### Exercise requirements
The answer must consist solely of the lines from the one with "A sample laid" through the last line of the data, copied exactly, with no pictures.

### Source data
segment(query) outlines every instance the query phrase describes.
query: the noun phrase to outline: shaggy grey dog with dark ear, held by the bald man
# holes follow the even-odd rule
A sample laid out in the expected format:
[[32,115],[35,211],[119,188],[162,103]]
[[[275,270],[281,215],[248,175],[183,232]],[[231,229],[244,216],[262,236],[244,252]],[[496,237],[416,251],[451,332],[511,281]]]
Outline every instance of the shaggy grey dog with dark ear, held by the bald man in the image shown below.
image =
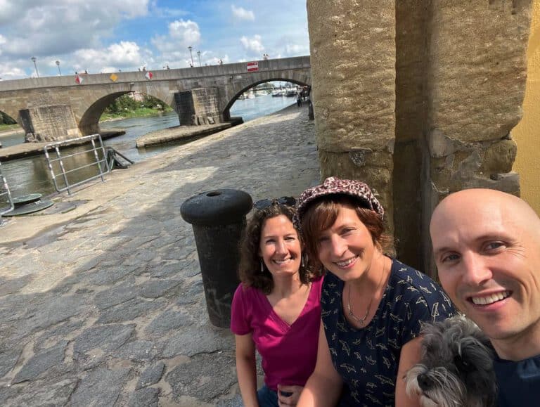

### Answer box
A sample laid out in the expected format:
[[32,115],[35,211],[119,188],[162,103]]
[[[275,270],[281,215],[248,175],[183,232]],[[231,229],[244,216],[262,236],[244,252]],[[496,237],[416,251],[451,332],[511,281]]]
Outline every instance of the shaggy grey dog with dark ear, held by the bald man in the image shown below.
image =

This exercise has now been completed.